- [Exercise details] Could you write out every line between the one holding "Highlight the wooden bat with a bounding box." and the one holding "[129,31,158,57]", inclusive, shifting each bounding box coordinate up by 9?

--- START Stored records ---

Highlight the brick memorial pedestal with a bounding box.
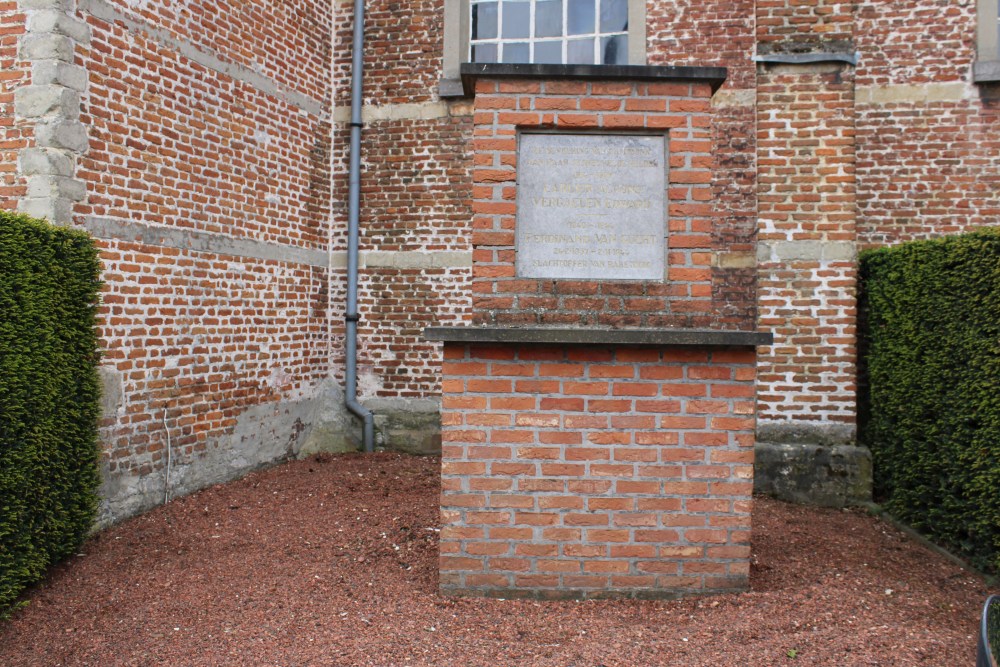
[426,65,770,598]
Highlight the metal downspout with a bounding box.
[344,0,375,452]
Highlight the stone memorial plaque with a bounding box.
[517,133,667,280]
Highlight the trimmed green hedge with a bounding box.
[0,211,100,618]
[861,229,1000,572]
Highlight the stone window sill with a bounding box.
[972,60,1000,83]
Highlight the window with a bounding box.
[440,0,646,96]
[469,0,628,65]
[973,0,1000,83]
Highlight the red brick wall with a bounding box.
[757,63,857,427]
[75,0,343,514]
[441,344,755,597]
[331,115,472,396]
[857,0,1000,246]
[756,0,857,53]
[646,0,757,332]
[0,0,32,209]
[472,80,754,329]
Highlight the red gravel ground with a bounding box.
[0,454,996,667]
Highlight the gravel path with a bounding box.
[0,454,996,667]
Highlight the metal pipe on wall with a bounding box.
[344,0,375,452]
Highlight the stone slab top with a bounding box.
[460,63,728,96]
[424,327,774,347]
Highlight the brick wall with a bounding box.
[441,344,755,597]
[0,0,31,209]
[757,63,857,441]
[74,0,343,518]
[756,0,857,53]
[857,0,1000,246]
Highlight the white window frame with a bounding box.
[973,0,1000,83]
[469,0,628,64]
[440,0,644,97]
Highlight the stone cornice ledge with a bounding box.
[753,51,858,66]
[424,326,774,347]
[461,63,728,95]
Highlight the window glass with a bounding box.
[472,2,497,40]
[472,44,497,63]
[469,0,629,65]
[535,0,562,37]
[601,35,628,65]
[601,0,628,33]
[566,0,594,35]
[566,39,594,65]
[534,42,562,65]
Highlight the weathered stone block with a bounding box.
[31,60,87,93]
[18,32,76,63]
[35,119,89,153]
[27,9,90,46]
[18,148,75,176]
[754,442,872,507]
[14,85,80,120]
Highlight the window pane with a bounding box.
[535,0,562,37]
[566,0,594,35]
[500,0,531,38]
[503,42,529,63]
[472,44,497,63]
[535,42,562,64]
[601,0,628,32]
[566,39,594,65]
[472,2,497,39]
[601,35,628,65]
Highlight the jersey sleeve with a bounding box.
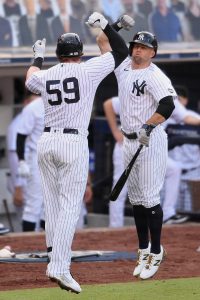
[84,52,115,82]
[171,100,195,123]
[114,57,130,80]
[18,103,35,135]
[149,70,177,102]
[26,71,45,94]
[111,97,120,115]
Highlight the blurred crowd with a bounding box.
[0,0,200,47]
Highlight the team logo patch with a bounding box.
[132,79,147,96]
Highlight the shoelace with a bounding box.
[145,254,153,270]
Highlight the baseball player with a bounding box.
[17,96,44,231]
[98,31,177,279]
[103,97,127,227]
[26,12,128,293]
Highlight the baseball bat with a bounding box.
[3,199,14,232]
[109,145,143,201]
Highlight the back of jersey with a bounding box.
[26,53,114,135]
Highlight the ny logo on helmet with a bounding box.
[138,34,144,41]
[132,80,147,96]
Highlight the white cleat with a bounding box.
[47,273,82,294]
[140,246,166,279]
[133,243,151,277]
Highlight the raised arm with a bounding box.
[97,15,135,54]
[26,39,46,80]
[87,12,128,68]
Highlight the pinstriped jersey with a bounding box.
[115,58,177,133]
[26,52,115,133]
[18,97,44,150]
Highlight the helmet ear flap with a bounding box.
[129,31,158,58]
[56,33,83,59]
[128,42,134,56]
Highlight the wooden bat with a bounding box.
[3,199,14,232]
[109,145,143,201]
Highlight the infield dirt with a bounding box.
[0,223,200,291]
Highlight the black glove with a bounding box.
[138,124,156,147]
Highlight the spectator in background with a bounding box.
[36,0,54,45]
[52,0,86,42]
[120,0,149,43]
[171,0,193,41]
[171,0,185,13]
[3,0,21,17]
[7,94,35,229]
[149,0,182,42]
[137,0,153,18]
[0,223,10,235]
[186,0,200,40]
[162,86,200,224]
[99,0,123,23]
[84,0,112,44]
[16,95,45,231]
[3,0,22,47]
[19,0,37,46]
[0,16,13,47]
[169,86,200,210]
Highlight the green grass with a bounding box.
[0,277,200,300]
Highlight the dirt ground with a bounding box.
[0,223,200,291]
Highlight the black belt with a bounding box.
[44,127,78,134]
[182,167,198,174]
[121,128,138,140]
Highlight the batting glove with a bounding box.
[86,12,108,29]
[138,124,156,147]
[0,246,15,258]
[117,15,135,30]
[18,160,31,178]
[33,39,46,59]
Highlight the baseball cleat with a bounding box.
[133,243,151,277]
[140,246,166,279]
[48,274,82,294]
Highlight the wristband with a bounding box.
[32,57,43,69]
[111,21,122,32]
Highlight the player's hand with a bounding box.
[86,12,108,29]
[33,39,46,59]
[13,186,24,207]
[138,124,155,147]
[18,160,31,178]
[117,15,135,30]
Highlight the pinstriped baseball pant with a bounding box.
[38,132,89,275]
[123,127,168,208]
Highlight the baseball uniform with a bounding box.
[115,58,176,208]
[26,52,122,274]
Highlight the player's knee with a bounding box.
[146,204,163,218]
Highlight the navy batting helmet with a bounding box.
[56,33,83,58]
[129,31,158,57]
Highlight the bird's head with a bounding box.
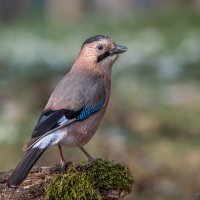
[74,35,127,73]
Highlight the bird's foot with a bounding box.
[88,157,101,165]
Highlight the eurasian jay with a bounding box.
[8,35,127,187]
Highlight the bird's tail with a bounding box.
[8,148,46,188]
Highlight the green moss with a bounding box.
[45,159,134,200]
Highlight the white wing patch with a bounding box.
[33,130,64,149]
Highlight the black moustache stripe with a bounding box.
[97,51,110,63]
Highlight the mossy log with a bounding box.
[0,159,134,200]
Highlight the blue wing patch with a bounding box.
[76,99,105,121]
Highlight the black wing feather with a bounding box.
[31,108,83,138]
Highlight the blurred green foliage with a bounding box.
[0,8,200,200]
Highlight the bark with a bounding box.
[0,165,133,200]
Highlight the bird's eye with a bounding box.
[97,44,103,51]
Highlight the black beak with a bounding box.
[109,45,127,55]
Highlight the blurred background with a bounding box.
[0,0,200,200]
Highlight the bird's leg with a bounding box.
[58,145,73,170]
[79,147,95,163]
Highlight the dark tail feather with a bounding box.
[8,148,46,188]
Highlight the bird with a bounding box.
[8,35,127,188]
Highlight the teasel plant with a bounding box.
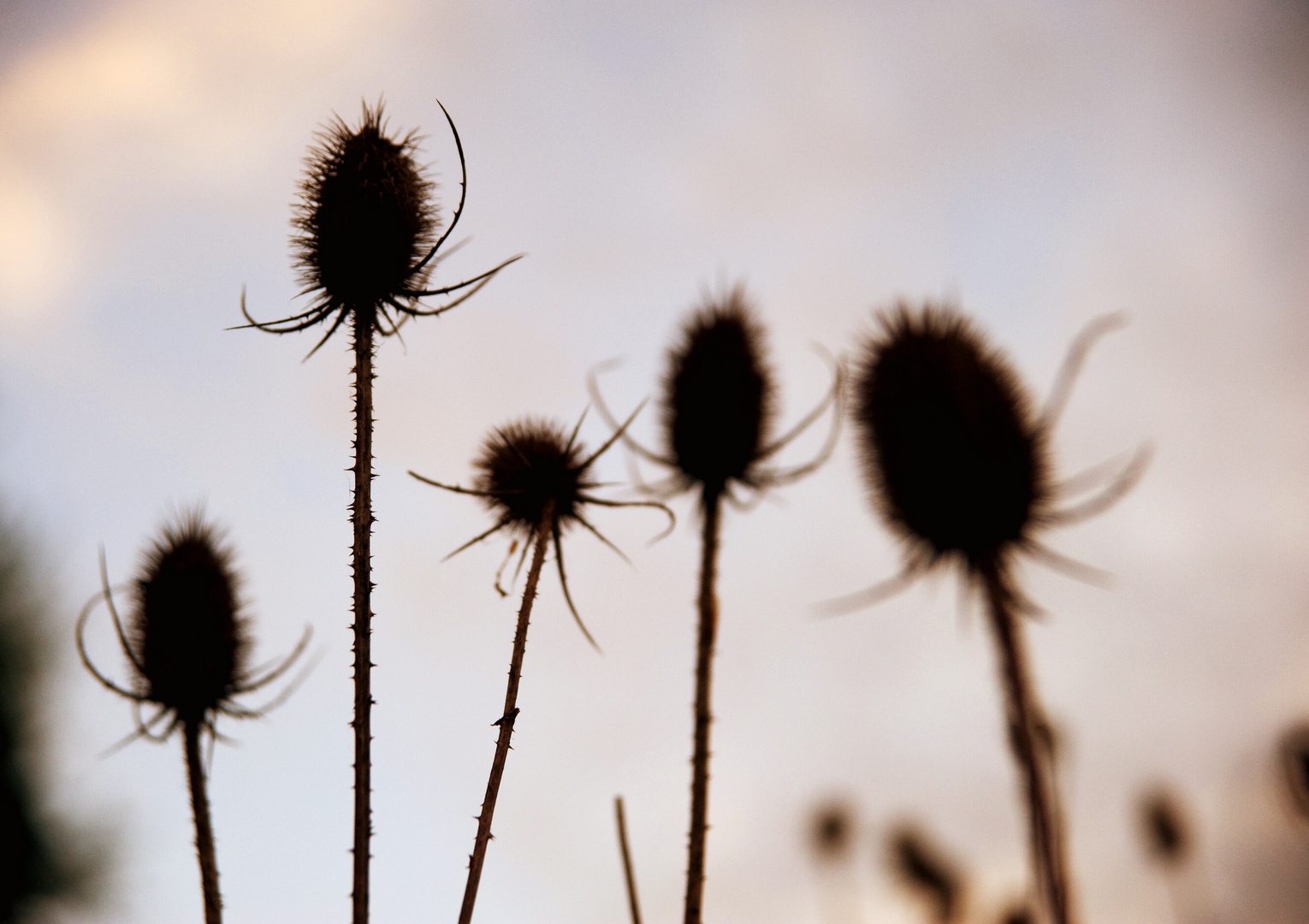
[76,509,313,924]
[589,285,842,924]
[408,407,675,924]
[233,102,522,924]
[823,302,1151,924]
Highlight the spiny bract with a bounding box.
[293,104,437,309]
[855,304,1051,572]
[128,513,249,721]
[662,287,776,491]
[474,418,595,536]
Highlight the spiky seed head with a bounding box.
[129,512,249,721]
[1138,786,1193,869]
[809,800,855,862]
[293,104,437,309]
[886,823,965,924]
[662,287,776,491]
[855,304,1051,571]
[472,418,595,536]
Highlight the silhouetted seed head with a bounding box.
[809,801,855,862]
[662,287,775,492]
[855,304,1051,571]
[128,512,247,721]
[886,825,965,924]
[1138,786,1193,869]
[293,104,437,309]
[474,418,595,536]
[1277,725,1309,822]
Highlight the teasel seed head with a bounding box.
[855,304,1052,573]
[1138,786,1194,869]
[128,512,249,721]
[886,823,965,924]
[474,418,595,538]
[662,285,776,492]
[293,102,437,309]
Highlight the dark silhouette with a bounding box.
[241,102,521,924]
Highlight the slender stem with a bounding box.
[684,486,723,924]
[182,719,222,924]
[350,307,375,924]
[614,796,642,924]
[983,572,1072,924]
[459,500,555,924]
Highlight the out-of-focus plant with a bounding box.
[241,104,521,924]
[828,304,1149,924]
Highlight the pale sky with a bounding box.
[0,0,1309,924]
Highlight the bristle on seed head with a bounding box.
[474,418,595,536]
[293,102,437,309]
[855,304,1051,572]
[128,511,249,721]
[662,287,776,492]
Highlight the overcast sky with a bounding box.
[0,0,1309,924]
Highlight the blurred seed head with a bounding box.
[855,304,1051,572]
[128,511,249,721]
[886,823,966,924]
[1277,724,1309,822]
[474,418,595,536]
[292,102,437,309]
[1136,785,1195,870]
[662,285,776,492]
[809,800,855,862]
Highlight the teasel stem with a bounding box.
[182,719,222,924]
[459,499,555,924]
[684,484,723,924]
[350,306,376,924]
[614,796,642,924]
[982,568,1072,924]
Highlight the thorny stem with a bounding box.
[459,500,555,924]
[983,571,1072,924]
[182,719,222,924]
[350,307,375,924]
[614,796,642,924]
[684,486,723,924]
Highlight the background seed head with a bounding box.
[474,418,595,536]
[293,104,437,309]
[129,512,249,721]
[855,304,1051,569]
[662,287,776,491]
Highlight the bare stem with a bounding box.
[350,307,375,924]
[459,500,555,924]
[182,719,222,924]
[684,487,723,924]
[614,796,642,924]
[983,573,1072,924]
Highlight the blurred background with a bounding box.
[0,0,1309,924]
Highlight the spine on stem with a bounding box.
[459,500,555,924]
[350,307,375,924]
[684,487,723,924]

--- END Stored records ---

- [Exercise result]
Highlight the wooden bat with a bounding box.
[12,208,23,241]
[118,154,152,210]
Highlight the infield dirt with a bounding box.
[9,232,209,300]
Highlight the black glove with a bounding box.
[147,133,165,156]
Highlight the spectator in background with a bounding box.
[45,9,63,54]
[61,9,95,51]
[129,9,158,52]
[180,9,202,50]
[180,9,194,22]
[12,9,30,26]
[16,103,44,238]
[158,9,191,51]
[146,9,162,27]
[9,232,19,244]
[195,9,209,49]
[171,95,209,233]
[108,9,132,32]
[93,9,121,53]
[25,104,54,240]
[12,9,31,56]
[28,9,46,55]
[9,25,22,56]
[178,95,209,219]
Highlight the green grass with a bounding box.
[9,286,209,309]
Highlight the dirt ground with a bounding box.
[9,232,209,300]
Highlight the black belt with a bounding box.
[53,136,87,143]
[191,176,207,183]
[130,137,147,149]
Highlight the batting glove with a bounding box.
[95,21,117,38]
[147,133,165,156]
[9,255,24,267]
[126,24,144,39]
[27,169,40,187]
[42,48,55,68]
Highlight the baseball cleat with a bounding box.
[142,252,160,286]
[149,255,175,288]
[57,283,91,303]
Highlight the wristband with a bounding box.
[41,66,52,78]
[120,30,131,41]
Highlight the player's hand with a bounding box.
[95,21,117,38]
[42,48,55,68]
[22,195,33,216]
[147,133,164,156]
[27,169,40,187]
[126,24,144,39]
Highlight the pinstriped baseball pant with a bounding box.
[47,141,98,284]
[132,136,177,217]
Highlight the baseball uniform with a bounding box.
[124,67,185,217]
[35,61,131,283]
Highlight the player's knee with a bounding box.
[155,213,172,227]
Highlight the navy batting helmet with a bounding box.
[65,42,92,67]
[138,40,167,66]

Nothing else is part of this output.